----- Given records -----

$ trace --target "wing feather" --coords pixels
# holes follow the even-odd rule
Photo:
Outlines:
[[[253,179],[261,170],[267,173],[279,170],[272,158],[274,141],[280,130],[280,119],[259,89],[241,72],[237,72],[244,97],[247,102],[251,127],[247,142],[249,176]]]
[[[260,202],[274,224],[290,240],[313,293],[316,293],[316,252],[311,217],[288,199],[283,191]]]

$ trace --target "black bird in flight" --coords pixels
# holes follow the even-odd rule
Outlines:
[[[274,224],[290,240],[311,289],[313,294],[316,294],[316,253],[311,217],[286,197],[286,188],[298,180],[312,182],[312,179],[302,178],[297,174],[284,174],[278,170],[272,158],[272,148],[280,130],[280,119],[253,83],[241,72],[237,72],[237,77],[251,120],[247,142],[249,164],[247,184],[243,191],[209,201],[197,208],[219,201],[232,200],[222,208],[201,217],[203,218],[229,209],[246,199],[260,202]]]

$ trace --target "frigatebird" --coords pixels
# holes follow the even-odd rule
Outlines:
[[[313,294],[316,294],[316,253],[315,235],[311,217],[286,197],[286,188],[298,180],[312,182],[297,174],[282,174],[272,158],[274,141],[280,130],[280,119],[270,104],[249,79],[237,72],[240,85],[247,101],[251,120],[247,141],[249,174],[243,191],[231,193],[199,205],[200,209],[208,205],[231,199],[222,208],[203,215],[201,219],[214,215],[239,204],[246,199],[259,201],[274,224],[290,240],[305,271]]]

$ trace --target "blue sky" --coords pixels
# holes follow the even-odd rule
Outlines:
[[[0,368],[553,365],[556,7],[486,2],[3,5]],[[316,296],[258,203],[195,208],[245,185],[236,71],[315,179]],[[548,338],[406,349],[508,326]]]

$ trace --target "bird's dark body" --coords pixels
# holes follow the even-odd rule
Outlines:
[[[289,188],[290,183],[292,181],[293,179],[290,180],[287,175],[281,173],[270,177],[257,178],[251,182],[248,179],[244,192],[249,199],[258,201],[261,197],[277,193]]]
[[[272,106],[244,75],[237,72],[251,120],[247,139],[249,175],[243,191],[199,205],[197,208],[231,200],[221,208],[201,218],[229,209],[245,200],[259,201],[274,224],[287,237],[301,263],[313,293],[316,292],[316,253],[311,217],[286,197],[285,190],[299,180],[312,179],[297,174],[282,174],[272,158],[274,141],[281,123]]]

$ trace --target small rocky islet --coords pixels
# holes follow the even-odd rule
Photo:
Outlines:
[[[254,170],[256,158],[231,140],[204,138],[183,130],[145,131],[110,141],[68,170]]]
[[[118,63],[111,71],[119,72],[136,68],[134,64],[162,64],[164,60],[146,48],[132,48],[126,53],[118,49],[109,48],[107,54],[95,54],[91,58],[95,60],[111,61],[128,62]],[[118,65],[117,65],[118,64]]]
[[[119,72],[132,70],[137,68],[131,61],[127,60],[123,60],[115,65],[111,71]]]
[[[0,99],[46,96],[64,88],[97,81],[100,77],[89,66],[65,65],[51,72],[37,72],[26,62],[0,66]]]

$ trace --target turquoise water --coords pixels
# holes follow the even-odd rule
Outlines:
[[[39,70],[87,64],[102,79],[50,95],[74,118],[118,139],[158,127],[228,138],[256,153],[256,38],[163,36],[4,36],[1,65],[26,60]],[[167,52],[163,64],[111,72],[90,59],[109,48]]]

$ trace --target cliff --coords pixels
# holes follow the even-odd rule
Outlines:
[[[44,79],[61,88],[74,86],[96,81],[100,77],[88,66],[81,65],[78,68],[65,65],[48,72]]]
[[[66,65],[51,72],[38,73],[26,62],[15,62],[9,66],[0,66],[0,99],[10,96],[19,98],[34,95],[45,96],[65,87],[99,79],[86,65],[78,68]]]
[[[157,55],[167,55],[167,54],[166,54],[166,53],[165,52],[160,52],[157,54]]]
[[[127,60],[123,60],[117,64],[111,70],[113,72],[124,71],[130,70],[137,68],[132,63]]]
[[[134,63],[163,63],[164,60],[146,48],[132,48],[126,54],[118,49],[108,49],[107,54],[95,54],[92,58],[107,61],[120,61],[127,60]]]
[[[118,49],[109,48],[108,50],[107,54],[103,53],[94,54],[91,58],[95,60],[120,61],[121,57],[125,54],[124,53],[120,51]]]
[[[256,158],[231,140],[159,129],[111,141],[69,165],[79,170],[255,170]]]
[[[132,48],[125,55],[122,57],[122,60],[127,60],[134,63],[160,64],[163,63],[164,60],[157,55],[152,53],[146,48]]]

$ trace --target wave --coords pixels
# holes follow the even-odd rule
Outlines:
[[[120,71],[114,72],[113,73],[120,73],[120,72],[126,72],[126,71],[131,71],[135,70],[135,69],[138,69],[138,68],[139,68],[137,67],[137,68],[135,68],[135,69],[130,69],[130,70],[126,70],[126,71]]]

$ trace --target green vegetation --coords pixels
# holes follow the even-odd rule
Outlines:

-----

Description of the task:
Could you reproduce the data starting at the line containing "islet --coords pixels" and ending at the final line of the data, leaving the requests unchanged but multiplying every outline coordinate by 2.4 and rounding to whole numbers, with halves rounded up?

Solution to the problem:
$ trace --target small rocky islet --coords pixels
# holes follow the even-odd rule
Photo:
Outlines:
[[[610,408],[614,379],[554,336],[490,331],[439,312],[348,314],[264,338],[163,408]]]
[[[283,151],[266,170],[286,173],[326,163],[322,154],[389,154],[394,144],[350,115],[317,115],[302,127],[283,118],[262,115],[257,130],[228,130],[218,139],[228,144],[266,146],[307,149]],[[283,156],[281,156],[283,154]]]
[[[286,173],[317,168],[329,163],[314,146],[305,144],[295,144],[276,156],[266,170]]]
[[[0,238],[110,230],[154,211],[233,194],[240,185],[214,158],[156,156],[122,173],[89,173],[62,149],[0,158]]]

$ trace --target turquoise water --coords pixels
# holes follow the even-odd rule
Outlines:
[[[94,168],[209,154],[245,190],[120,228],[178,283],[283,334],[379,305],[547,331],[614,367],[614,91],[391,86],[10,86],[2,156],[62,144]],[[401,125],[391,154],[266,173],[216,142],[262,115]]]

$ trace --target cliff --coords pixels
# holes follow the even-odd rule
Outlines:
[[[106,190],[146,211],[178,206],[230,194],[240,185],[211,158],[194,156],[187,163],[156,156],[115,173]]]
[[[158,156],[122,173],[91,175],[62,149],[36,149],[22,158],[0,158],[0,238],[24,230],[46,235],[82,228],[108,230],[156,209],[238,190],[206,156],[187,163]]]
[[[377,132],[401,132],[401,130],[398,130],[398,127],[396,125],[384,125],[377,130]]]
[[[305,144],[295,144],[281,154],[266,168],[271,173],[298,170],[312,168],[329,163],[317,151]]]
[[[322,151],[391,151],[394,144],[350,115],[317,115],[302,130],[283,118],[259,118],[257,130],[228,130],[221,139],[257,146],[288,146],[305,144]]]
[[[283,118],[262,115],[259,120],[257,130],[247,127],[226,130],[218,139],[228,144],[288,146],[290,137],[300,130],[298,127],[288,122]]]
[[[614,379],[554,336],[382,310],[266,338],[166,396],[190,408],[612,408]]]
[[[317,115],[300,132],[293,137],[293,144],[305,144],[322,151],[384,154],[391,151],[394,144],[377,132],[365,127],[350,115]]]

$ trace --target wave --coords pixels
# holes follow the even-odd rule
Outlines:
[[[288,170],[274,173],[271,175],[288,175],[288,173],[302,173],[302,170],[314,170],[324,168],[324,166],[331,166],[331,163],[334,163],[329,161],[329,163],[324,163],[324,166],[312,166],[312,168],[302,168],[302,170]]]

$ trace --target green vegetation --coords pixels
# holes follow the even-odd rule
Outlines:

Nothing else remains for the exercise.